### Quoted passage
*-*-*

Summary / Operation Compression Discussion

milanro commented 2 years ago

@justus-camp @DLehenbauer @dstanesc This is the place where we can discuss details of compression implementation of the operations and summaries in the fluid runtime (rather than on the DDS level). The compression executor selection and implementation might theoretically be common to both compression of summaries and operations so we can discuss here the requirements and design.

The common points are especially

which compression algorithm(s) will we use
is the compression optional? (how do we enable / disable compression)
compression executor API

Beside common points, we can use this discussion for compression design of both summaries and operations.

milanro commented 2 years ago

The summary data is organized as the ISummaryTree which is the tree of ISummaryObjects where ISummaryObject can be ISummaryTree, ISummaryBlob ( or ISummaryHandle or ISummaryAttachment objects). ISummaryBlob contains payload data and is the main candidate for the compression. This could be implemented on the container-runtime level already. This way we could not only reduce the transfer size but also the storage size.

However we might also want to compress the complete summary to get the most from the compression algorithm. I suppose that it would require changes at the driver level, we also need to check, in which format the historian service or alternative service accept the summary (can we simply zip everything where the blobs distribution is lost).

@DLehenbauer @vladsud @dstanesc @justus-camp , what is your opinion?

dstanesc commented 2 years ago

However we might also want to compress the complete summary to get the most from the compression algorithm.

Please account that in the context of the larger goal incrementality is fundamental. To maintain content-defined chunking stability (ie efficiency), the partitioning needs to happen (to be demonstrated but fairly intuitive) prior to compression

milanro commented 2 years ago

However we might also want to compress the complete summary to get the most from the compression algorithm.

Please account that in the context of the larger goal incrementality is fundamental. To maintain content-defined chunking stability (ie efficiency), the partitioning needs to happen (to be demonstrated but fairly intuitive) prior to compression

Incrementality can still be kept if compression is used only for the transfer.

dstanesc commented 2 years ago

Incrementality can still be kept if compression is used only for the transfer.

Two level compression and logically decoupling transfer from storage compression is indeed a very interesting idea.

milanro commented 2 years ago

@DLehenbauer @dstanesc @justus-camp I am analyzing here the summary execution code.

Summary Generation Stack Analyze Method summarizeCore at the SharedObject is called through 2 stack paths. One of them generates the GC data and the other one generates the Summary. The partial stack is as follows :

GC Data

summarizeCore (propertyTree.js:381)
processGCDataCore (sharedObject.js:447)
getGCData (sharedObject.js:428)
...
collectGarbage (containerRuntime.js:1639)
summarize (containerRuntime.js:1520)
submitSummary (containerRuntime.js:1740)

Summary

summarizeCore (propertyTree.js:381)
summarize (sharedObject.js:412)
summarizeChannelAsync (channelContext.js:24)
summarizeInternal (remoteChannelContext.js:75)
...
summarize (summarizerNode.js:84)
summarize (summarizerNodeWithGc.js:96)
summarize (containerRuntime.js:1523)
await in summarize (async)
submitSummary (containerRuntime.js:1740)

The summary stack enriches the an re-structs the summary objects so that at summarize (containerRuntime.js:1523) it is already completely refactored objects with the rich metadata together with the original payload.

*-*-*

### Dataset records
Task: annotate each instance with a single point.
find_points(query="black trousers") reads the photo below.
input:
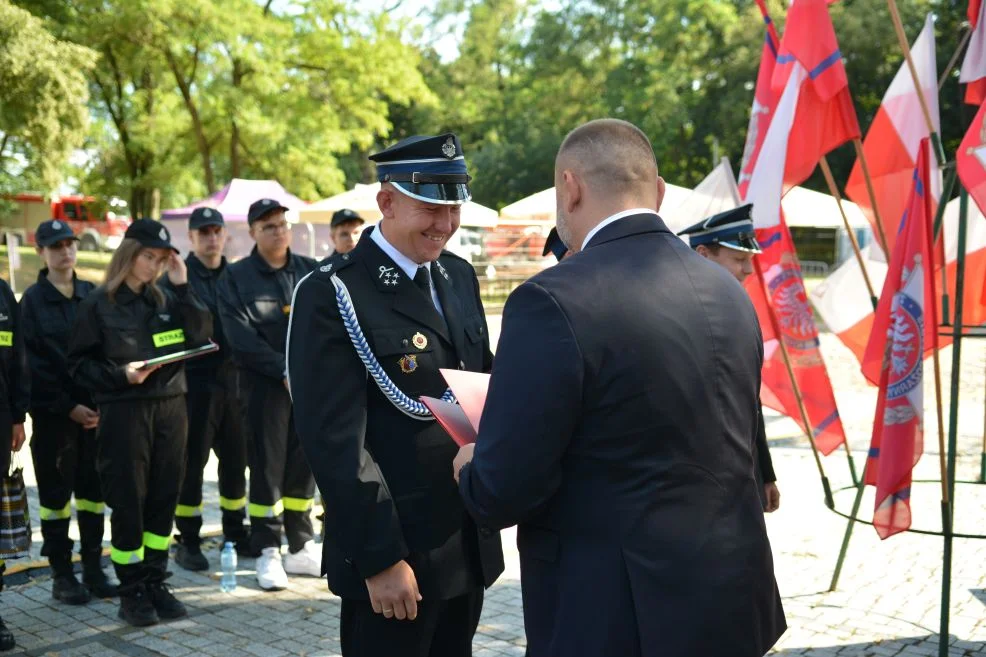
(443, 628)
(140, 459)
(215, 422)
(282, 488)
(64, 456)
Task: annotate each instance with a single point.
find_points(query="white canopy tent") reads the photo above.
(539, 208)
(683, 207)
(362, 199)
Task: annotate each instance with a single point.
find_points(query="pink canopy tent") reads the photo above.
(234, 199)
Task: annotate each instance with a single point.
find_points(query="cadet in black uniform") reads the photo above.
(214, 411)
(254, 304)
(398, 542)
(729, 240)
(345, 230)
(142, 420)
(15, 395)
(64, 419)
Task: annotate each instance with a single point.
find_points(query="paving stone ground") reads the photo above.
(887, 602)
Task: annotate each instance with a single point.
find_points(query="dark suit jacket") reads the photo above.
(618, 434)
(387, 478)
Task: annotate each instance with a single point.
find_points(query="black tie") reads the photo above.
(423, 280)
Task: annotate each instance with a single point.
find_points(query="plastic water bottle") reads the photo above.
(228, 560)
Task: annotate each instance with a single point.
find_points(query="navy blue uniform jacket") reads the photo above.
(618, 435)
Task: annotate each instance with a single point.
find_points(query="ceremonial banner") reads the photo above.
(764, 102)
(891, 144)
(973, 72)
(970, 161)
(809, 68)
(904, 329)
(825, 117)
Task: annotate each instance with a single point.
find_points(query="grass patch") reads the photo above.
(91, 266)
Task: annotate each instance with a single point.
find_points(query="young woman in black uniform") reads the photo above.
(15, 393)
(142, 420)
(63, 419)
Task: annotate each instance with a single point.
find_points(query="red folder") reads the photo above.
(453, 419)
(461, 420)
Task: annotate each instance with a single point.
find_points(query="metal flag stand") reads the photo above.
(956, 330)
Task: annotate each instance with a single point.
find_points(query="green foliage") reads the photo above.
(43, 95)
(187, 94)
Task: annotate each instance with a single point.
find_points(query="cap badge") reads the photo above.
(448, 148)
(388, 275)
(408, 363)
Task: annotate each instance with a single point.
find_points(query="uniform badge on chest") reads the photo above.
(409, 364)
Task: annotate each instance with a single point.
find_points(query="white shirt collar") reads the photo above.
(408, 266)
(608, 220)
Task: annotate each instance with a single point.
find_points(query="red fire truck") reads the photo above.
(97, 227)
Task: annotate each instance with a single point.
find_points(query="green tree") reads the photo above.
(43, 95)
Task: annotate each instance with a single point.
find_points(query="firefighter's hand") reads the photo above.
(137, 376)
(394, 592)
(177, 271)
(88, 418)
(773, 495)
(18, 434)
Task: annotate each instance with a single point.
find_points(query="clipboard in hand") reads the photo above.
(178, 356)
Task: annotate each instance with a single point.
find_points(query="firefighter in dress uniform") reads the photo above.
(142, 420)
(729, 240)
(64, 420)
(369, 331)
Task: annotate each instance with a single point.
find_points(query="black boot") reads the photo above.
(188, 554)
(164, 601)
(6, 638)
(94, 578)
(64, 586)
(136, 607)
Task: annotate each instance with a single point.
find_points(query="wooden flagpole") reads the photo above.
(827, 172)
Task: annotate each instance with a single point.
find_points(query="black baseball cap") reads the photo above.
(260, 209)
(554, 245)
(202, 217)
(151, 234)
(345, 216)
(53, 231)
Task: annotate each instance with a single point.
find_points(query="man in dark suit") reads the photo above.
(369, 331)
(618, 430)
(729, 240)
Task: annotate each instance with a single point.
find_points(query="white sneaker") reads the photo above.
(306, 561)
(270, 572)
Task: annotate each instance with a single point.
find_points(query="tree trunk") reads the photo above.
(205, 151)
(234, 138)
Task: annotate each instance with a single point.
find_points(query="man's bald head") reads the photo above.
(614, 157)
(602, 168)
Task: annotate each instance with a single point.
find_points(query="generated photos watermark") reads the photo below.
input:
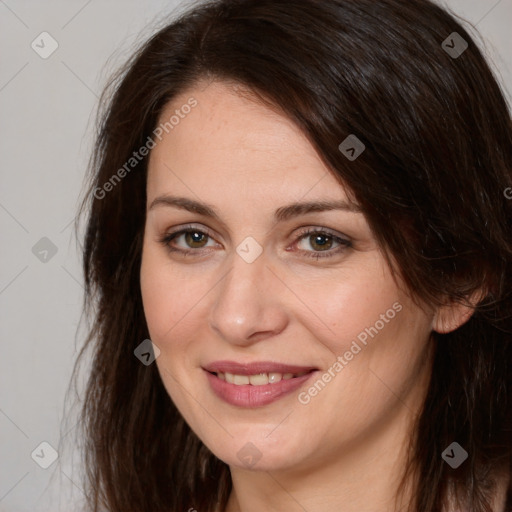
(143, 151)
(355, 348)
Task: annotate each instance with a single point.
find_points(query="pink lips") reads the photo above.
(248, 395)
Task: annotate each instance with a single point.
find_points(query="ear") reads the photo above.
(451, 316)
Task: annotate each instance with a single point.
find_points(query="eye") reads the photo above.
(322, 240)
(193, 238)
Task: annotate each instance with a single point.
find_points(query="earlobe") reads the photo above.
(451, 316)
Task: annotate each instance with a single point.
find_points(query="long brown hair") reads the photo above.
(432, 183)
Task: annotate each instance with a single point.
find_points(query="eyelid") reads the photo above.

*-*-*

### Work to complete
[A] In the compression discussion thread, which summary object holds the payload data and is named the main candidate for compression?
[B] Reproduce word for word the part of the compression discussion thread starting at "summarizeInternal (remoteChannelContext.js:75)" and ending at "the original payload.".
[C] Resume the compression discussion thread, writing on from its last sentence.

### Answers for this exercise
[A] ISummaryBlob

[B]
summarizeInternal (remoteChannelContext.js:75)
...
summarize (summarizerNode.js:84)
summarize (summarizerNodeWithGc.js:96)
summarize (containerRuntime.js:1523)
await in summarize (async)
submitSummary (containerRuntime.js:1740)

The summary stack enriches the an re-structs the summary objects so that at summarize (containerRuntime.js:1523) it is already completely refactored objects with the rich metadata together with the original payload.

[C]
Question : Are these metadata needed in the further processing (further at the client or at the server), or can they also be compressed.

Question: Should the GC data be generated after compression or could we avoid compression for this generation

The idea about encrypting is to encrypt all blobs. Each blob would be encrypted separately. We have various possibilities of the encryption:

At summarize (sharedObject.js:412) and processGCDataCore (sharedObject.js:447), we would encrypt it twice, for both GC Data and Summarize process. This looks to be the safest possibility but also with highest performance impact.
At summarize (sharedObject.js:412) which would encrypt it only for summarizing, not for GC data. We need deeply understand how the GC Data are generated and whether this is acceptable.

The picture bellow shows the structure of the summary tree at SharedObject

SummaryTreeAtSharedObject

At summarize (containerRuntime.js:1523), all blobs (also metadata) are compressed

The picture bellow shows the structure of the summary tree at ContainerRuntime

SummaryTreeAtContainerRuntime

We can also discuss about further places for compressing summarization.

vladsud commented 2 years ago

My logic is based on how ODSP stack works. I think AFR/FRS stack works mostly the same, but even if it's not, it should be not that far away.

Compression whole summary payload (only at transport layer, i.e., same as http compression, with storage operating with decompressed payloads) would be preferred for these reasons:

better compression ratio
Most storages are going to reassemble snapshot from incremental summary, and store result as compressed payload in storage. I.e. compressing individual blobs, and then compressing resulting snapshot is a waste of resources.
- This assumes that snapshot fetching uses http protocol compression as well.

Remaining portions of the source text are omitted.